§ Orientação 1: No texto sobre o método de planejamento tributário, o que Freire recomenda ao contribuinte que fez esse tipo de planejamento?
§ Orientação 2: Dê continuidade ao texto sobre o método de planejamento tributário a partir do ponto em que ele termina.

+++ Trecho do documento

Hygoor Jorge Freire, advogado especialista em gestão patrimonial, classifica o método como simulação, com o uso de operações de compra e venda de empresas com objetivo único de pagar menos ou nenhum imposto. O mesmo se aplica a outros cursos de planejamento vendidos na internet, como “castelo invisível” e “AVJ (ajuste a valor justo)”. Ele diz que a única genialidade no negócio é o marketing para vendê-lo.
Freire afirma que o método se espalhou pela internet e que tem sido difícil combater a desinformação referente ao modelo. “Formou-se uma seita. Quando você faz uma live para debater isso tecnicamente, as pessoas entram e começam a te atacar.”
Ele recomenda que o contribuinte que fez esse tipo de planejamento pague o tributo antes de ser autuado.
Há também o risco de a Receita Federal tributar a diferença entre o valor dos bens e das cotas da empresa, o chamado ágio na subscrição, com alíquota de 34%, além da multa de até 100% do imposto.

++++++
+++ Listagem

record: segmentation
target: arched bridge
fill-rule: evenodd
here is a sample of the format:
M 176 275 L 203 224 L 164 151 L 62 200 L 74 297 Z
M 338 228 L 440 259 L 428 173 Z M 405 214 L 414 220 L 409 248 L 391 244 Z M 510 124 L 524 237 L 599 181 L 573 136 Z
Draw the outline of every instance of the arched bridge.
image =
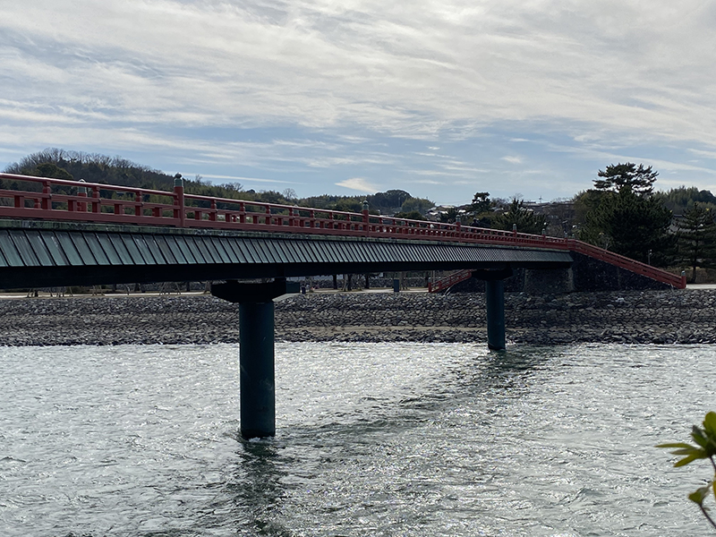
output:
M 273 299 L 286 278 L 465 269 L 484 279 L 488 344 L 505 348 L 502 281 L 591 256 L 682 288 L 683 277 L 567 238 L 0 174 L 0 289 L 226 280 L 238 303 L 244 437 L 275 432 Z M 268 283 L 240 283 L 261 278 Z

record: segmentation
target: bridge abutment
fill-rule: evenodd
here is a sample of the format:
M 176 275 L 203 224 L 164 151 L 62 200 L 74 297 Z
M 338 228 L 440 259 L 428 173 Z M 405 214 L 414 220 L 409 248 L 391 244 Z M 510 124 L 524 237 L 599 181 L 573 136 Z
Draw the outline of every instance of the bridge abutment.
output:
M 239 304 L 239 398 L 244 439 L 276 435 L 273 300 L 297 292 L 298 284 L 286 278 L 211 286 L 211 294 Z

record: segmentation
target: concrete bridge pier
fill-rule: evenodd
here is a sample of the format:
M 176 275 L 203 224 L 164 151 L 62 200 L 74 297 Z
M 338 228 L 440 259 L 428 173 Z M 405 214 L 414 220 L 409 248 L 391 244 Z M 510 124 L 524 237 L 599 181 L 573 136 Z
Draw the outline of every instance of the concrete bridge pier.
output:
M 505 342 L 505 278 L 512 276 L 512 268 L 475 270 L 473 277 L 485 282 L 487 310 L 487 346 L 491 351 L 504 351 Z
M 298 286 L 286 278 L 211 286 L 211 294 L 239 304 L 241 435 L 246 439 L 276 435 L 273 299 L 298 293 Z

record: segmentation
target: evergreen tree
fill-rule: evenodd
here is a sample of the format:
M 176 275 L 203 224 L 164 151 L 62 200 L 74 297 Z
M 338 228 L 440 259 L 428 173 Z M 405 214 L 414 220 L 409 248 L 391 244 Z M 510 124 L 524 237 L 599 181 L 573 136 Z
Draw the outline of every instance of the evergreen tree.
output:
M 680 260 L 691 267 L 692 283 L 696 280 L 697 267 L 713 267 L 716 224 L 710 208 L 695 203 L 684 213 L 679 223 L 678 252 Z
M 664 265 L 674 246 L 669 234 L 671 217 L 659 200 L 625 185 L 603 196 L 587 214 L 580 238 L 634 260 L 646 262 L 651 257 L 654 264 Z
M 517 226 L 519 233 L 539 234 L 547 227 L 544 217 L 535 215 L 534 212 L 524 207 L 524 200 L 513 198 L 507 210 L 498 215 L 492 219 L 496 229 L 512 231 L 513 226 Z
M 601 191 L 620 192 L 628 187 L 637 194 L 650 195 L 653 192 L 653 183 L 659 172 L 652 171 L 652 166 L 644 167 L 643 164 L 636 167 L 635 164 L 610 164 L 604 171 L 597 174 L 602 179 L 594 180 L 594 187 Z

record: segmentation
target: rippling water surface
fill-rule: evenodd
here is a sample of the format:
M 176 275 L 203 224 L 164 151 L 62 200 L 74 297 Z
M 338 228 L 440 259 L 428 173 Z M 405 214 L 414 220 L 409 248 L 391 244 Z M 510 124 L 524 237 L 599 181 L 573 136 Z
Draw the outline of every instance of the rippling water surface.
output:
M 277 436 L 238 349 L 0 347 L 0 535 L 700 536 L 712 346 L 277 345 Z

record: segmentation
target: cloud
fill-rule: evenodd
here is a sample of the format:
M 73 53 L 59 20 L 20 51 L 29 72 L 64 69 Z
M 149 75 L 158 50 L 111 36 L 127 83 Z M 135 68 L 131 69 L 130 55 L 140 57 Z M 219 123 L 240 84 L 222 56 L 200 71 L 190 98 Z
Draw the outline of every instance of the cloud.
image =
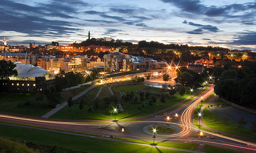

++++++

§ Resultado final 1: Ele recomenda que o contribuinte pague o tributo antes de ser autuado.

§ Resultado final 2:
Carlos Augusto Daniel Neto, ex-conselheiro do Carf (Conselho Administrativo de Recursos Fiscais) e sócio da Daniel & Diniz Advocacia Tributária, afirma que cada ato societário da operação pode até ser legal, mas o que importa é o resultado obtido pelo conjunto deles. “Essa compra por um valor muito inferior ao que valem de fato aqueles bens é uma doação disfarçada, uma simulação.”
Ele afirma que muitos desses profissionais não têm conhecimento sobre o que vendem e desconhecem o avanço da jurisprudência sobre simulação nas últimas décadas. “Se os tribunais fossem validar isso, seria melhor revogar o imposto. Ninguém vai pagar ITCMD se puder colocar os imóveis em uma empresa [cofre], constituir um ágio de subscrição gigante [na veículo] e vender a cota [da destino] pelo valor nominal.”
Em vídeo publicado na internet para comentar a operação do fisco gaúcho, o dono do Time Holding Brasil afirma que o grupo é responsável por 1.408 holdings criadas nos últimos 12 meses nesse modelo, ou R$ 12,5 bilhões em patrimônio.
Em conversa com a Folha, o advogado afirma ter conhecimento de seis clientes de membros do grupo notificados no RS. Todas as cartas da Sefaz receberam a resposta de que não houve nenhum tipo de fraude e que eles estão à disposição para prestar informações às autoridades. “Não há nenhum tipo de regularização a ser feita”, afirma.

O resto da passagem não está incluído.